--- THE REQUEST ---
Count how many lines of the listing below contain the word "bush", matching case exactly, and reply with only the number.

--- DATASET ENTRIES ---
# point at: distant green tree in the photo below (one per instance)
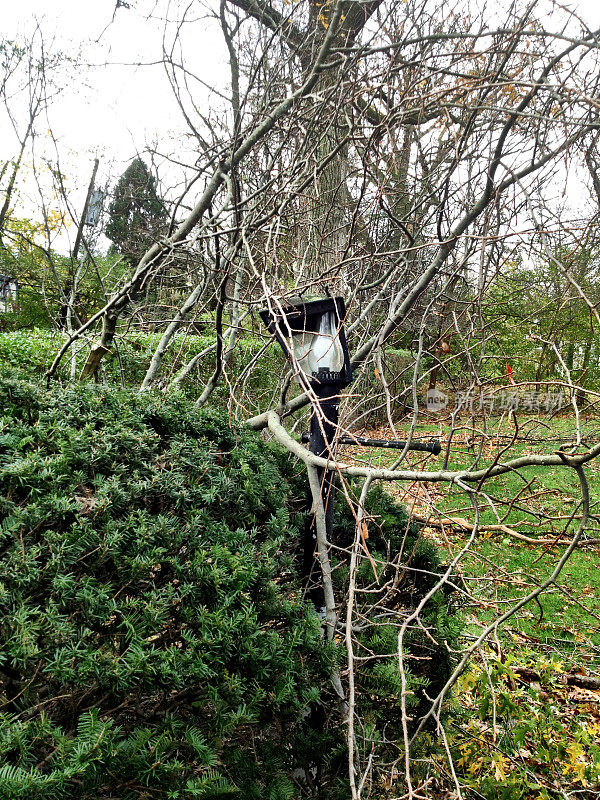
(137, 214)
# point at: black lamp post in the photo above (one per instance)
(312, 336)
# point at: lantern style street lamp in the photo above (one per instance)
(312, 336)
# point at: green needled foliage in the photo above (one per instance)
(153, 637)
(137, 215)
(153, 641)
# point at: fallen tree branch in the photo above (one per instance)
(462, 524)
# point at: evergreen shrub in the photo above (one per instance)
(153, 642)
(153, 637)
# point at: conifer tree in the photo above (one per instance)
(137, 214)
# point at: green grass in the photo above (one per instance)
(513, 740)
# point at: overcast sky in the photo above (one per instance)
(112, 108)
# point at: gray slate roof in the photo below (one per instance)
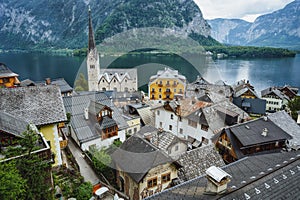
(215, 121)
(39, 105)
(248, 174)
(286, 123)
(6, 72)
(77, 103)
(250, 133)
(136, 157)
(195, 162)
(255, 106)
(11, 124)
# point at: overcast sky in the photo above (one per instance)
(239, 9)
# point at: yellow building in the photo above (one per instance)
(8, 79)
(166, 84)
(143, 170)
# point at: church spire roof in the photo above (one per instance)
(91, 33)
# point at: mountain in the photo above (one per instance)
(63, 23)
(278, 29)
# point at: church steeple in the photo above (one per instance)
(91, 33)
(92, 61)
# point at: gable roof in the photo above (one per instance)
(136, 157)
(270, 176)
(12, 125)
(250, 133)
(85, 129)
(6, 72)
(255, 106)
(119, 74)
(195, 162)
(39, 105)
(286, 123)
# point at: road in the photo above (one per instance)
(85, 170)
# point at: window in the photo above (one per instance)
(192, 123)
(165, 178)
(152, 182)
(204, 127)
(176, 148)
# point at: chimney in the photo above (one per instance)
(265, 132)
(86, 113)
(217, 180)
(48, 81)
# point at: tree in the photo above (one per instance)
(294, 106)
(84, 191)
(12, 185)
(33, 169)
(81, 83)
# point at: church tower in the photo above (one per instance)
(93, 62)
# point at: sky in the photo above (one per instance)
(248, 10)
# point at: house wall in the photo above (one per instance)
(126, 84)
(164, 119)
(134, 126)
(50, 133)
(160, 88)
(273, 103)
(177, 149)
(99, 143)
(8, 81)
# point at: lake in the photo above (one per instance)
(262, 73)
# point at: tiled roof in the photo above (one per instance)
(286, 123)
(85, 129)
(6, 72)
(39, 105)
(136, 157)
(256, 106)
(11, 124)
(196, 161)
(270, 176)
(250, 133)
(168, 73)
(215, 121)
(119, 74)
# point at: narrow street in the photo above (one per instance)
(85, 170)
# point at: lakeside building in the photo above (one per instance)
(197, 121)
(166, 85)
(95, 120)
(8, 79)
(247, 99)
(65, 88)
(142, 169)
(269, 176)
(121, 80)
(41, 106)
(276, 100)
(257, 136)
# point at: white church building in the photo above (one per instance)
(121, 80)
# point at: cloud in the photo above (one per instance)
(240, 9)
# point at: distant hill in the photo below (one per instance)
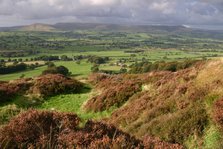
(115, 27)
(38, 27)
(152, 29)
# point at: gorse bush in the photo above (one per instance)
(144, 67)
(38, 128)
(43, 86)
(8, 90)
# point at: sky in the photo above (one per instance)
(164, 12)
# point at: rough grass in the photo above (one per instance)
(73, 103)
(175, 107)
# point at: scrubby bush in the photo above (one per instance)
* * *
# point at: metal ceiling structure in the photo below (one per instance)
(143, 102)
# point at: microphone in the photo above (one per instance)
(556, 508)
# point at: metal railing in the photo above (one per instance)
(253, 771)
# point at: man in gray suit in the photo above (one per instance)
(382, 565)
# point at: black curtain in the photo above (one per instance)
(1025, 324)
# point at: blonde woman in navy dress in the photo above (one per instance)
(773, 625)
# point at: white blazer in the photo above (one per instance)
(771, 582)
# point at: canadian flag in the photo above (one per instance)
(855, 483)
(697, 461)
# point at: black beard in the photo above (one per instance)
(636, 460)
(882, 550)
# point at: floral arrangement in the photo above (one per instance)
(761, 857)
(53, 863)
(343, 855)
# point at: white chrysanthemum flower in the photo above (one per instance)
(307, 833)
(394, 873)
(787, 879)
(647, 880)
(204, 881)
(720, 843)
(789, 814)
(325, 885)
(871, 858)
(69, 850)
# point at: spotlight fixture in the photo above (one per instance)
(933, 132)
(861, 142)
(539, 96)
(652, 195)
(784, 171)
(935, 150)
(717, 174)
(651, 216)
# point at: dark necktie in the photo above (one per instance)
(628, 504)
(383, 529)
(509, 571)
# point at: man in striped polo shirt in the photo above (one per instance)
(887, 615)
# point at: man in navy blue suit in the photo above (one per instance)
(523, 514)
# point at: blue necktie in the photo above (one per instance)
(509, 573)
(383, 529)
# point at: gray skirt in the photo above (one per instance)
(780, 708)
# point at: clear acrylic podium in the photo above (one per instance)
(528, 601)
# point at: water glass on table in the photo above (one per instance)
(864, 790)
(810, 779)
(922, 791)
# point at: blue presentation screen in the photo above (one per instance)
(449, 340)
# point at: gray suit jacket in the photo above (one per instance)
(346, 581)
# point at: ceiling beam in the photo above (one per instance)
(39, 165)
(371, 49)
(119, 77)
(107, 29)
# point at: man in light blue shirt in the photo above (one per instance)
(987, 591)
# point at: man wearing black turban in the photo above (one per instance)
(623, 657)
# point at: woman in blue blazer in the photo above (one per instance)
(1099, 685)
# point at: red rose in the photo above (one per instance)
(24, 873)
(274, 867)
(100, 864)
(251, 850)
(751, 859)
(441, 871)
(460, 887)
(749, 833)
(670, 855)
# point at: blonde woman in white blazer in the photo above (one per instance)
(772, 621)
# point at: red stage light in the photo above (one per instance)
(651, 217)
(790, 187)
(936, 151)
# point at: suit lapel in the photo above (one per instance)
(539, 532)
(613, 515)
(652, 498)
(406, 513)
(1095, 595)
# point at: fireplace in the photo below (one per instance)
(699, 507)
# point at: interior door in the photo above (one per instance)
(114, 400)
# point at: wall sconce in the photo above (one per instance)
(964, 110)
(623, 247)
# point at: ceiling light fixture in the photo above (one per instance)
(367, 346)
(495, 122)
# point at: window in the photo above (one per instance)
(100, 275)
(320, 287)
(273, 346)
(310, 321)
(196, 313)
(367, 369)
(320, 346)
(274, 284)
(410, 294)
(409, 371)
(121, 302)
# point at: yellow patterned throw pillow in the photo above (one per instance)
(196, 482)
...
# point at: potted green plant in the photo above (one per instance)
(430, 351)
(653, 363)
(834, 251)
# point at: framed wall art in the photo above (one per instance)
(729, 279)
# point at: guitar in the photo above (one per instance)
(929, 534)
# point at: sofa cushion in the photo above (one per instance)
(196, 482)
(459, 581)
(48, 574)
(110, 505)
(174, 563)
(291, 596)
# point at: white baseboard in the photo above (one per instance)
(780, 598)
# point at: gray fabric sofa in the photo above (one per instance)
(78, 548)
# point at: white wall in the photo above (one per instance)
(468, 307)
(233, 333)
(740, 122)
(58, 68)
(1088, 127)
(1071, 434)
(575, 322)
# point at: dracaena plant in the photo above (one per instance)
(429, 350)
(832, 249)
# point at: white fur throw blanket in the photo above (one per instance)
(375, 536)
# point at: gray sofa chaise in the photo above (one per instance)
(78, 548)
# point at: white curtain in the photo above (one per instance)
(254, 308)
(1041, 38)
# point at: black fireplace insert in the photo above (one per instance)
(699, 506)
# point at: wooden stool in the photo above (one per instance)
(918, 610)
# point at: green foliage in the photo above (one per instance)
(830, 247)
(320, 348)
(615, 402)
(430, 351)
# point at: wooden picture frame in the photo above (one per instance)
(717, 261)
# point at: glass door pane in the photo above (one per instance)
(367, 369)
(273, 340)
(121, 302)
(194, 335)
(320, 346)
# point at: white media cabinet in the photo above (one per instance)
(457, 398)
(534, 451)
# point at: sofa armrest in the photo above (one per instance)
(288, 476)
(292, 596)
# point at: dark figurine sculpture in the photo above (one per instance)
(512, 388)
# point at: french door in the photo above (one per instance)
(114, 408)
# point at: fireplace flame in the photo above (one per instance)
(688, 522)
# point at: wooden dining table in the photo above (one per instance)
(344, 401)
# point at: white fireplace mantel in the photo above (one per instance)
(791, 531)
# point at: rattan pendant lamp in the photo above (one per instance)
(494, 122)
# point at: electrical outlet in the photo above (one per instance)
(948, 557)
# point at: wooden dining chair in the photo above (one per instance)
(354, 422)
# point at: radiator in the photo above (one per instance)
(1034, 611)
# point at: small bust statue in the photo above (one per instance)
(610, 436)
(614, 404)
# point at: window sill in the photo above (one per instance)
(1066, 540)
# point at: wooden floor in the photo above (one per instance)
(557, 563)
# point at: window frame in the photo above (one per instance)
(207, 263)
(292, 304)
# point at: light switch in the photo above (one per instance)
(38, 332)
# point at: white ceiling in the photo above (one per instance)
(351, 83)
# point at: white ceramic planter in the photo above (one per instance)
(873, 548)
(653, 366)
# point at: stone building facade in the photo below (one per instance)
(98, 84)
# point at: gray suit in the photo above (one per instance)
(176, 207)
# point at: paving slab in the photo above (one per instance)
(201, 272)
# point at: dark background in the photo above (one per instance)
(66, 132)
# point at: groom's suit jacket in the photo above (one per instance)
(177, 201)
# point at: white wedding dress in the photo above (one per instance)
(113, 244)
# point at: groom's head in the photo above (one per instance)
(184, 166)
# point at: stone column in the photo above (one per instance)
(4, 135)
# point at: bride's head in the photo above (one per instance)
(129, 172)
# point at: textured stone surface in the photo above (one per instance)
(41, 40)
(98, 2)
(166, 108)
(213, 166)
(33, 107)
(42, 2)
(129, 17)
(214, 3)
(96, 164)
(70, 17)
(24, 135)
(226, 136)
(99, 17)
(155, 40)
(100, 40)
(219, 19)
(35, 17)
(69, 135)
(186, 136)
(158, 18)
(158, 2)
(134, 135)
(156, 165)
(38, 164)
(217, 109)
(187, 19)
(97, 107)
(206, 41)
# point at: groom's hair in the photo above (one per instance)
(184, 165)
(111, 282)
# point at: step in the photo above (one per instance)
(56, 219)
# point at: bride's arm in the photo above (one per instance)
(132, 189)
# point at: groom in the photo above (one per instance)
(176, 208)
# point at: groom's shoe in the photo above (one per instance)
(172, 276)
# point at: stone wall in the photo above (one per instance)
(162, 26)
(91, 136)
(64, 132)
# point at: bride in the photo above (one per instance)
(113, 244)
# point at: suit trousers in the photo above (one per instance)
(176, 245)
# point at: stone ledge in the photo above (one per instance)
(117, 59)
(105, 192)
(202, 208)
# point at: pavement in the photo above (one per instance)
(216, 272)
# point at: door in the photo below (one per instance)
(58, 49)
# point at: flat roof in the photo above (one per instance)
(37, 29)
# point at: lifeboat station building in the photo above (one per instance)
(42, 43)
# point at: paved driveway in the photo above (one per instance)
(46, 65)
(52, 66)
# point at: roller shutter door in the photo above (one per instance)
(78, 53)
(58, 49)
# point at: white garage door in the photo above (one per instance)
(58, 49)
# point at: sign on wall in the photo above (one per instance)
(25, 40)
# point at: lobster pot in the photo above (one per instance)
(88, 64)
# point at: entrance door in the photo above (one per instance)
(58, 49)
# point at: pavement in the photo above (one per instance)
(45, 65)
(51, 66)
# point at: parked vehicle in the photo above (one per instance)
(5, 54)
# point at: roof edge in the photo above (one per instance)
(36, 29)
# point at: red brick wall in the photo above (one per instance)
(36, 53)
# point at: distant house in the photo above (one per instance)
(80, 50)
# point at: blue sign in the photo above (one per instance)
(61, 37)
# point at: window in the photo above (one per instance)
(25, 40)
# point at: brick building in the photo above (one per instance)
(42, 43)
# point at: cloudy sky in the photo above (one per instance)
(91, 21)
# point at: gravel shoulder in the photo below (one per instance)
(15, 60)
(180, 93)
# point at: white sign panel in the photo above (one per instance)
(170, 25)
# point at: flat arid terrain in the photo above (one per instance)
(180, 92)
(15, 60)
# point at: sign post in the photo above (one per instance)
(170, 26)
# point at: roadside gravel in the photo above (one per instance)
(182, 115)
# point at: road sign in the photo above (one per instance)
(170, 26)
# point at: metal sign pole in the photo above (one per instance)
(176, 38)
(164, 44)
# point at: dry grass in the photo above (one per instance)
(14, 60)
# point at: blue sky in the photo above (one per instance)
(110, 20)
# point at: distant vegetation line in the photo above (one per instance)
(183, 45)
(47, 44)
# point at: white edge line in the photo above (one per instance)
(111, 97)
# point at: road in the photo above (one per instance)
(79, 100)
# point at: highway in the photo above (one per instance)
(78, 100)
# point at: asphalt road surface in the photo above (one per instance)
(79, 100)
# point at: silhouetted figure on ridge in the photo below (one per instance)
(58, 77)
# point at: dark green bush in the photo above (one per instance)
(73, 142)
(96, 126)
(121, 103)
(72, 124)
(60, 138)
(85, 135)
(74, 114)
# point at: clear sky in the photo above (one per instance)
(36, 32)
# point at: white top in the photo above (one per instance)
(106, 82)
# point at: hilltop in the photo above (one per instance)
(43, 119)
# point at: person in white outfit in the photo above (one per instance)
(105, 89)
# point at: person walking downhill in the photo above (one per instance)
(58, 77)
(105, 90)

--- EXERCISE RESPONSE ---
3